(TO BE DONE) Please resume the Wizard of Oz comment thread, picking up right after its last sentence.

(QUOTED PASSAGE)
The weird thing is, I have three kids and they haven't seen it. They are SO sensitive to scary stuff and I think the witch would fuck them up. That part where Dorothy starts crying looking at Auntie Em in the crystal ball and then the witch starts taunting her? Some of the cruelest shit committed to film. I can't deal with the idea of a movie that's given me so much joy giving them nightmares.
posted by potrzebie at 9:35 AM on September 22, 2022 [8 favorites]


Thorzdad, re: poppies=opium, snow=cocaine.
Someone once ran me through how Wizard of Oz was all an elaborate metaphor for the Great Depression Era U.S. economics and politics.

- the Wicked Witch of the East was the big banks, foreclosing on people's mortagages, gets killed by a house dropping on her
- the Wicked Witch of the West was the severe drought, killed by water
- the Scarecrow was the unscientific farming practices that combined with the drought to create the Dust Bowl famines - If I Only Had a Brain (no, dummy, you plow with the land contours, not against them)
- Tin Man was mechanization and automation putting people out of work, If I Only Had a Heart
- the Emerald City wasn't really green, they just made you put on green glasses when you entered. Supposed to be about 'greenback dollars' (fiat currency) vs. the Yellow Brick Road (gold standard, Oz=ounce)
- the Flying Monkeys were supposed to be private police forces like the Pinkerton Agency
And so on and so forth.

Maybe there's a Baum scholar around who can debunk this.
posted by bartleby at 11:30 AM on September 22, 2022 [6 favorites]


I believe that is accurate, actually. And the magic slippers were silver in the book, as the debate about the gold standard vs. silver was central to Baum's metaphor.
posted by DirtyOldTown at 11:35 AM on September 22, 2022 [6 favorites]




The annual broadcasts of this always started a battle royale in our household after my twin and I were old enough to realize we could make choices about stuff. My sister hated the flying monkeys, they scared the everlovin' shit out of her, whereas I was completely unfazed by them. What scared me the most were the trees; man, I just really did not like those guys and they would appear in my nightmares from time to time.

(Records from a collection)
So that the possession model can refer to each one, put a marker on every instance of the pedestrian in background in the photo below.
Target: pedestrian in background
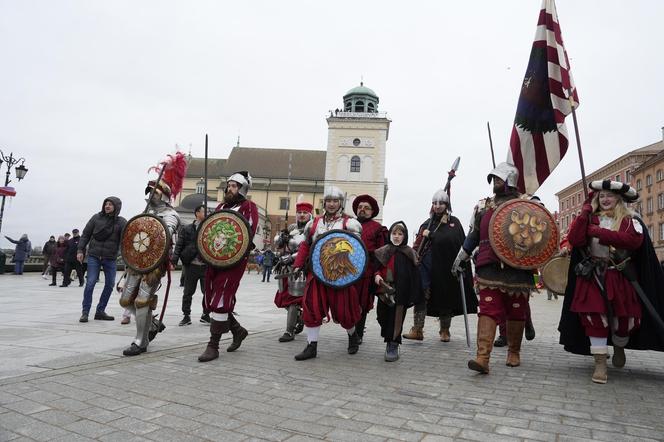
(57, 261)
(21, 252)
(47, 251)
(101, 239)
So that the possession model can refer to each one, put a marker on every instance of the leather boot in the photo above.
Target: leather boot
(486, 332)
(514, 338)
(416, 331)
(217, 328)
(239, 333)
(353, 344)
(445, 322)
(309, 352)
(291, 321)
(359, 328)
(600, 375)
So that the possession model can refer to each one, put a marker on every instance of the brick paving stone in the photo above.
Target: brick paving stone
(350, 436)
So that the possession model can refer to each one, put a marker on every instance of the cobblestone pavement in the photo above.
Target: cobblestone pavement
(66, 381)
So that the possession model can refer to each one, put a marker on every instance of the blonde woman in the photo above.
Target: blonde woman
(601, 303)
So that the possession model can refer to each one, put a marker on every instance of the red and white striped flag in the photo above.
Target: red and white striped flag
(539, 136)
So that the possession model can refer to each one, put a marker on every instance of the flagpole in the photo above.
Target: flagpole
(205, 186)
(493, 158)
(578, 145)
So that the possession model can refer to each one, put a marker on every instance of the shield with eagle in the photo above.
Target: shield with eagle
(338, 258)
(145, 243)
(523, 234)
(223, 239)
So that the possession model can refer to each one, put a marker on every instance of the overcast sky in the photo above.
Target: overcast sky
(95, 92)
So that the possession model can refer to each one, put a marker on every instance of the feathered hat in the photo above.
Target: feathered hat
(170, 185)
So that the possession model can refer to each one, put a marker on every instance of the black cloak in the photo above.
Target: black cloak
(650, 276)
(446, 239)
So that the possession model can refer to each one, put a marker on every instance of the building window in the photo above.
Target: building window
(355, 164)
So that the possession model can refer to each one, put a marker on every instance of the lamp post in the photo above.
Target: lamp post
(21, 170)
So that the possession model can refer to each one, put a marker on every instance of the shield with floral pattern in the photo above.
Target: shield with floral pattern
(224, 239)
(145, 243)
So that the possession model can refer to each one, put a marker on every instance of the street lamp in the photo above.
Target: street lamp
(21, 170)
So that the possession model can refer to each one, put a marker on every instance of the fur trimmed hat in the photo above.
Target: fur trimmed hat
(627, 192)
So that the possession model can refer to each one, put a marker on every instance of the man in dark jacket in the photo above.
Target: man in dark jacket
(71, 262)
(185, 249)
(101, 237)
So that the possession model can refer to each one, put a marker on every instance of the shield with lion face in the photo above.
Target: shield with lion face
(338, 258)
(523, 234)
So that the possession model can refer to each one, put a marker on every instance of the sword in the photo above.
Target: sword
(465, 309)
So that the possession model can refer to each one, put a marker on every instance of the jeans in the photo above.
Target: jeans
(18, 267)
(94, 265)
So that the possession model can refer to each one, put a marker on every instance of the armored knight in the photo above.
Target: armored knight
(139, 292)
(288, 242)
(504, 290)
(221, 285)
(319, 300)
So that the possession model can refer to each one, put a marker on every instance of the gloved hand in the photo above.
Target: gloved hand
(593, 230)
(587, 207)
(462, 257)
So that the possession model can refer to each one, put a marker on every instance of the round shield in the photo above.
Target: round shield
(523, 234)
(554, 274)
(223, 239)
(145, 243)
(338, 258)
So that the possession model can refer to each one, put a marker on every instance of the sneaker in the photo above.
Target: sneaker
(102, 316)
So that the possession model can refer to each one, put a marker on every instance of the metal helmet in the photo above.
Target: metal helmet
(440, 196)
(506, 172)
(243, 179)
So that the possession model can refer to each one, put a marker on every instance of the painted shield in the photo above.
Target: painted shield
(145, 243)
(223, 239)
(523, 234)
(338, 258)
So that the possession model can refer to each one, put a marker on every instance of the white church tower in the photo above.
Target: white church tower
(356, 144)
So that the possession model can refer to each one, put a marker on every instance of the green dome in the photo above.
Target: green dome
(361, 90)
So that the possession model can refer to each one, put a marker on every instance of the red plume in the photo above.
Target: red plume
(174, 172)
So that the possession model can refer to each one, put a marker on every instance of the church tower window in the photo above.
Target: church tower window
(355, 164)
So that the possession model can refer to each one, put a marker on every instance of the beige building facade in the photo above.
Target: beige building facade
(571, 198)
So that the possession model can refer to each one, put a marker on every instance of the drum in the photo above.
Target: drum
(338, 258)
(554, 274)
(145, 242)
(224, 239)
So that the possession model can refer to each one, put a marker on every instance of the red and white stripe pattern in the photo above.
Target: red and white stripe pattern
(535, 153)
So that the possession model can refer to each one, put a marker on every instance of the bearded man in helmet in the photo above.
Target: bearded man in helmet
(139, 292)
(374, 236)
(504, 290)
(319, 299)
(288, 242)
(222, 284)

(REPLY TO THE EXERCISE)
I lived for the annual reappearance of it, and took it really personally when my sister started refusing to watch it. I think my dad also decided that he didn't have to watch it, either, and I don't know if it was his aversion to popular entertainment in general or solidarity with my sister. For a while it was me and Mom, then eventually just me, and by then I was a full-fledged film buff and it was becoming less special, and then videotape came along and we could own our own copy. We were the last people I knew who got a color TV, but I don't remember how I felt when I first saw it in color, which is weird because I do remember how I felt when I first saw a Star Trek episode in color.

I almost feel like I don't want to know what things are supposed to be metaphors for, I don't want to know what other people think or how it's judged. It held (still holds) a very special place in my heart, I could write pages about it, it was probably the impetus for becoming a film buff, and I can still recite most of it by heart. Sometimes it's best to just hold on to things like that yourself, not share them with others, so you don't have to see that luster any further tarnished than what age has already done.
posted by kitten kaboodle at 2:26 PM on September 22, 2022 [7 favorites]


I am a HUGE Wizard of Oz fan. Easily my favorite movie of all time. I've never found any solid evidence that Baum was writing about the Gold Standard, but it sure is fun to speculate about all the metaphors that are in the book/movie!


7 Theories of What The Wizard of Oz Is Really About
By Bilge Ebiri NYMAG


Pulling back the curtain: Wizard of Oz named most influential film THE GUARDIAN


And believe it or not, it's Salman Rushdie's favorite film too!

Out of Kansas, Revisiting “The Wizard of Oz.”
By Salman Rushdie, May 4, 1992 THE NEW YORKER

posted by pjsky at 5:25 PM on September 22, 2022 [4 favorites]


It never occurred to me before that an entire generation grew up watching The Wizard of Oz in black and white! That's amazing.

When y'all watch this movie, do you get immersed in Oz? Like, do you suspend disbelief and experience it as a "real" world, or are you always aware of the artifice? With something like Star Wars I lose myself in the fantasy - it takes deliberate mental effort to see the props as props, and so on. But with The Wizard of Oz, I'm always very conscious that I'm looking at a film set. I look at this and I see a painted backdrop, not a landscape. (Not that I'm complaining! I love this movie, and the artificiality is part of the charm.)
posted by Gerald Bostock at 10:28 PM on September 22, 2022 [1 favorite]


I’m always looking around the characters, admiring the craftwork on display. All the interesting design choices, the sets, and how it all works within the confines of a soundstage.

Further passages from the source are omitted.